EXTRAIT:

France | France, Cour administrative d'appel de NANTES, 6ème chambre, 18 juin 2024, 23NT03798


Vu la procédure suivante :



Procédure contentieuse antérieure :



M. B... A... a demandé au tribunal administratif de Nantes d'annuler la décision implicite du ministre de l'intérieur rejetant son recours contre la décision du 10 octobre 2020 par laquelle le préfet des Hauts-de-Seine a ajourné à deux ans sa demande de naturalisation.



Par un jugement n° 2004998 du 2 novembre 2023, le tribunal administratif de Nantes a rejeté sa demande.



Procédure devant la cour :



Par une requête,

enregistrée le 21 décembre 2023, le ministre de l'intérieur et des outre-mer, demande à la cour :



1°) d'annuler...

Vu la procédure suivante :

Procédure contentieuse antérieure :

M. B... A... a demandé au tribunal administratif de Nantes d'annuler la décision implicite du ministre de l'intérieur rejetant son recours contre la décision du 10 octobre 2020 par laquelle le préfet des Hauts-de-Seine a ajourné à deux ans sa demande de naturalisation.

Par un jugement n° 2004998 du 2 novembre 2023, le tribunal administratif de Nantes a rejeté sa demande.

DÉTAILS DU PROBLÈME: Poursuivez la rédaction de l'arrêt de la cour administrative d'appel de Nantes au-delà de sa dernière phrase. Le matériel qui suit n'est pas nécessaire.

INFORMATIONS FOURNIES:
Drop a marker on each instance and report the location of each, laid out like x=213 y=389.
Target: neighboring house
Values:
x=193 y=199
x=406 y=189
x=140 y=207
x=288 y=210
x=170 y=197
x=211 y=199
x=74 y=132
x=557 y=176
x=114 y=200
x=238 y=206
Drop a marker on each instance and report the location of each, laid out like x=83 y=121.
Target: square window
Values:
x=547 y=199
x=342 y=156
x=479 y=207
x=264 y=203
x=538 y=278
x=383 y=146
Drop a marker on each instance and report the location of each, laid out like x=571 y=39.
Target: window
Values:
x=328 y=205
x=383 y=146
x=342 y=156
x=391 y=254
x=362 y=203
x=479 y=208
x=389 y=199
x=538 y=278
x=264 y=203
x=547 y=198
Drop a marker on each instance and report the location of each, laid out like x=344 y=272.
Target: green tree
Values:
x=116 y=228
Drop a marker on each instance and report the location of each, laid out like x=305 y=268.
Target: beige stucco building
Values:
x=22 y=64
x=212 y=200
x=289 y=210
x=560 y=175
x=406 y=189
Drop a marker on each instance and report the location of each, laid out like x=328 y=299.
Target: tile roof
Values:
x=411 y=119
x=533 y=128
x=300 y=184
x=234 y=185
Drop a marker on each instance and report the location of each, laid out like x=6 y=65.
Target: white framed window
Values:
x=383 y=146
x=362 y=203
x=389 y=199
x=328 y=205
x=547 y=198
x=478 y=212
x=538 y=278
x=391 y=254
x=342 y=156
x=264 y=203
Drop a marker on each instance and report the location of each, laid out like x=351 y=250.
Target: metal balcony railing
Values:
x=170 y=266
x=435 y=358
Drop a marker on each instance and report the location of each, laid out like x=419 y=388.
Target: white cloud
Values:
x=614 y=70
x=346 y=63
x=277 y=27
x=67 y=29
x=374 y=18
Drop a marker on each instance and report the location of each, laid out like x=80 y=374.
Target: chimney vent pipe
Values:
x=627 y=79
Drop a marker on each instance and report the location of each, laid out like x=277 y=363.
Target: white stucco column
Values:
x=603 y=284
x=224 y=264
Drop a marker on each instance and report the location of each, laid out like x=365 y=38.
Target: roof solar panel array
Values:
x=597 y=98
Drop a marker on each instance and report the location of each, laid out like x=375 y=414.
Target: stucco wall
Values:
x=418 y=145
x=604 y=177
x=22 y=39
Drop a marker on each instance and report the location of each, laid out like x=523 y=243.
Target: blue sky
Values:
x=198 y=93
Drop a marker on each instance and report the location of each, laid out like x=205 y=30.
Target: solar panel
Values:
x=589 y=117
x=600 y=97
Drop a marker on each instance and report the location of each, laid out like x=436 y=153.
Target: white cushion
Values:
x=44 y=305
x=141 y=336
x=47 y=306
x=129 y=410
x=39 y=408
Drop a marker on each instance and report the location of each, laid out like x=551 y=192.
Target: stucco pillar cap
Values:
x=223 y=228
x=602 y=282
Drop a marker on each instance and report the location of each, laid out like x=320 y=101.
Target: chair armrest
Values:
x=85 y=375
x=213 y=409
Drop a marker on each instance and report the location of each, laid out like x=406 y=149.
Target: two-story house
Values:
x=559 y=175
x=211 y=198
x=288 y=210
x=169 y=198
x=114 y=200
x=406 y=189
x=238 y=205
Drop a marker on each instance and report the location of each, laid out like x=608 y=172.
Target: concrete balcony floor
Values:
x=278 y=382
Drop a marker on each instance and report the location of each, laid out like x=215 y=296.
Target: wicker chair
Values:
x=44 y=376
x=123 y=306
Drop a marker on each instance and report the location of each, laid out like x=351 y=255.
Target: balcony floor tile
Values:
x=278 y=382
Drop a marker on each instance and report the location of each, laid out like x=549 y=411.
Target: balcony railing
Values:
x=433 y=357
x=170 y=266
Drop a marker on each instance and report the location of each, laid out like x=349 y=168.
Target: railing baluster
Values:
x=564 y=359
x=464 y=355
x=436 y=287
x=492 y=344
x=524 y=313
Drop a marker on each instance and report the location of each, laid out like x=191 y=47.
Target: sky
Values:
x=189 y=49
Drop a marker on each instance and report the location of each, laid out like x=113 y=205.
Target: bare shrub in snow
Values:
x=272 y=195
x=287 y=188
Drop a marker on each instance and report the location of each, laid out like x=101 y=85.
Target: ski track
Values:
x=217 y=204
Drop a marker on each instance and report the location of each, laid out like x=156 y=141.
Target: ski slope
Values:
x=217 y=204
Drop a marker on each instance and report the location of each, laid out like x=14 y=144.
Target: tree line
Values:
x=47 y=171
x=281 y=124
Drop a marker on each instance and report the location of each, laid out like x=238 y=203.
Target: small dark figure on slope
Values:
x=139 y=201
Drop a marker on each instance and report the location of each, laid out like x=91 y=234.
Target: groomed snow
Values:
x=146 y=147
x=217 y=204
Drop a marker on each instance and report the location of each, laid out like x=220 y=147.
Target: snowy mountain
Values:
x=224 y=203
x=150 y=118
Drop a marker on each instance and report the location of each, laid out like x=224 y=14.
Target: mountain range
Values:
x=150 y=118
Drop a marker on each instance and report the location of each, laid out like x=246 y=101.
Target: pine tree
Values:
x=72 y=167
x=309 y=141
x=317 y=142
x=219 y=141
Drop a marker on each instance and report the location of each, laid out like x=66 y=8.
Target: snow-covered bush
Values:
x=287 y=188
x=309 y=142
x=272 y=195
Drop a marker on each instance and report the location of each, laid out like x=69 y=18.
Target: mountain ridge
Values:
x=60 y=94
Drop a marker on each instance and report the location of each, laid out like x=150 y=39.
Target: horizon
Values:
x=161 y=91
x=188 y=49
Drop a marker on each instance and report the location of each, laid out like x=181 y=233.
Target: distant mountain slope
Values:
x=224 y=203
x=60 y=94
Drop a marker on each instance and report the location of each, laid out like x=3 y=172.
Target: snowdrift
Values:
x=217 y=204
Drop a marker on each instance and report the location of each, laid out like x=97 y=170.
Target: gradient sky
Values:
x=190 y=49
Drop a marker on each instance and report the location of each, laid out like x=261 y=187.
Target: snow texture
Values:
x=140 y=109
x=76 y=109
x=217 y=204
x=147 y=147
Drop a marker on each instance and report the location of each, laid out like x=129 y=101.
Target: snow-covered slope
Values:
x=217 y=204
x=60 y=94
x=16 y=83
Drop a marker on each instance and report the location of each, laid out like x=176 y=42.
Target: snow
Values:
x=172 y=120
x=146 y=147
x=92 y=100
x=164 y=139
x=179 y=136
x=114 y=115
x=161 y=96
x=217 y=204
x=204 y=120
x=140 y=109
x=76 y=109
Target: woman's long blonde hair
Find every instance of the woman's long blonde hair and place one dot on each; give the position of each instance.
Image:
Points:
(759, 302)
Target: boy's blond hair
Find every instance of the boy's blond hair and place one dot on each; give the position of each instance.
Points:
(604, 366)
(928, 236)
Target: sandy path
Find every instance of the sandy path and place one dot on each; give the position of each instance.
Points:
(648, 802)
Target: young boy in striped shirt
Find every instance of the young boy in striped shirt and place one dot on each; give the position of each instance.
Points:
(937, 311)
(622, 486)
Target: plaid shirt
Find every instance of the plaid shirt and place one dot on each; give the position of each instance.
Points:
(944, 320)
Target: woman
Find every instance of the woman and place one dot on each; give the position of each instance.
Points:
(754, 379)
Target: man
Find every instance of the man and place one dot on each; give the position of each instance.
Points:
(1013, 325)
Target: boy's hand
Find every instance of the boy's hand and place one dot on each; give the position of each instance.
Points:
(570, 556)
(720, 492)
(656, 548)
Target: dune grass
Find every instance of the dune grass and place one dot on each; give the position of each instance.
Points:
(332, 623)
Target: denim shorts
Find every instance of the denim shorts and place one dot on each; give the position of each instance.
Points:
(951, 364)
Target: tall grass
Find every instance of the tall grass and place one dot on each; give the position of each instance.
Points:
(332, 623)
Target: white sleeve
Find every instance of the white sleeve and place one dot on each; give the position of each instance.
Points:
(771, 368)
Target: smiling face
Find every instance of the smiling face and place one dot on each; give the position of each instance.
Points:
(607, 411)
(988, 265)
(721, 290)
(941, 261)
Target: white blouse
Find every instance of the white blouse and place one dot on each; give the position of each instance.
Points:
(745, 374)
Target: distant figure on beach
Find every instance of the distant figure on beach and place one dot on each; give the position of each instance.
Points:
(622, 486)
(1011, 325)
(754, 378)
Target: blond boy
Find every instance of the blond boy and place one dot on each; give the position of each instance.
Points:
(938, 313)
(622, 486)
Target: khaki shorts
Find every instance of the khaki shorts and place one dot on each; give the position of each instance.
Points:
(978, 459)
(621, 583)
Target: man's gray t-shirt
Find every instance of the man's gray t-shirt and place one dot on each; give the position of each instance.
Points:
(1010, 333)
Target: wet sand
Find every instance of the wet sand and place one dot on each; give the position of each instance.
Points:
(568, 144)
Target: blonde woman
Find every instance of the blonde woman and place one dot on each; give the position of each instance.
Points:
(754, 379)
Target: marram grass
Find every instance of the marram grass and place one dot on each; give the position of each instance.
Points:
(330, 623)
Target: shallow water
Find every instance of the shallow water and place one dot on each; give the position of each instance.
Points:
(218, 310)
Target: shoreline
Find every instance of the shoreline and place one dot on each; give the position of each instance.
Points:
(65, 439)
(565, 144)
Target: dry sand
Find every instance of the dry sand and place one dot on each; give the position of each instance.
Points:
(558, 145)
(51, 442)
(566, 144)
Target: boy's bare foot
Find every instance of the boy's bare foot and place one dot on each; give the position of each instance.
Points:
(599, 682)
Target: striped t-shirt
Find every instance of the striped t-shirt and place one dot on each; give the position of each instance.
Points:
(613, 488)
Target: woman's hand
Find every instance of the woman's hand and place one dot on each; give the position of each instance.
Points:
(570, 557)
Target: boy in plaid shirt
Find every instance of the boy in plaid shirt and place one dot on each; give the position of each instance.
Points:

RÉPONSE PROPOSÉE:
Procédure devant la cour :

Par une requête, enregistrée le 21 décembre 2023, le ministre de l'intérieur et des outre-mer, demande à la cour :

1°) d'annuler ce jugement du tribunal administratif de Nantes ;

2°) de rejeter la demande présentée par M. A... ;

Il soutient que :

- sa décision n'est pas entachée d'une erreur manifeste d'appréciation ; M. A... a, en effet, fait l'objet d'une procédure pour violence ayant entrainé une incapacité de travail n'excédant pas huit jours à Boulogne-Billancourt, le 10 juin 2012, à l'issue de laquelle un rappel à la loi lui a été signifié ; ces faits ne sont ni dénués de gravité, ni exagérément anciens ; la circonstance qu'une infraction n'a pas donné lieu à des poursuites pénales ne fait pas obstacle à sa prise en considération, notamment si les faits opposés au demandeur ont donné lieu à un classement sans suite après rappel à la loi ; le rappel à la loi qui constitue une mesure alternative aux poursuites suffit à établir qu'il est l'auteur des faits ;

La requête a été communiquée le 10 janvier 2024 à M. A..., qui n'a pas produit de mémoire en défense.

Vu les autres pièces du dossier.

Vu :

- le code civil ;

- la loi n° 98-170 du 16 mars 1998 ;

- le décret n° 93-1362 du 30 décembre 1993 ;

- le code de justice administrative.

Le président de la formation de jugement a dispensé la rapporteure publique, sur sa proposition, de prononcer des conclusions à l'audience.

Les parties ont été régulièrement averties du jour de l'audience.

Le rapport de M. Coiffet a été entendu au cours de l'audience publique.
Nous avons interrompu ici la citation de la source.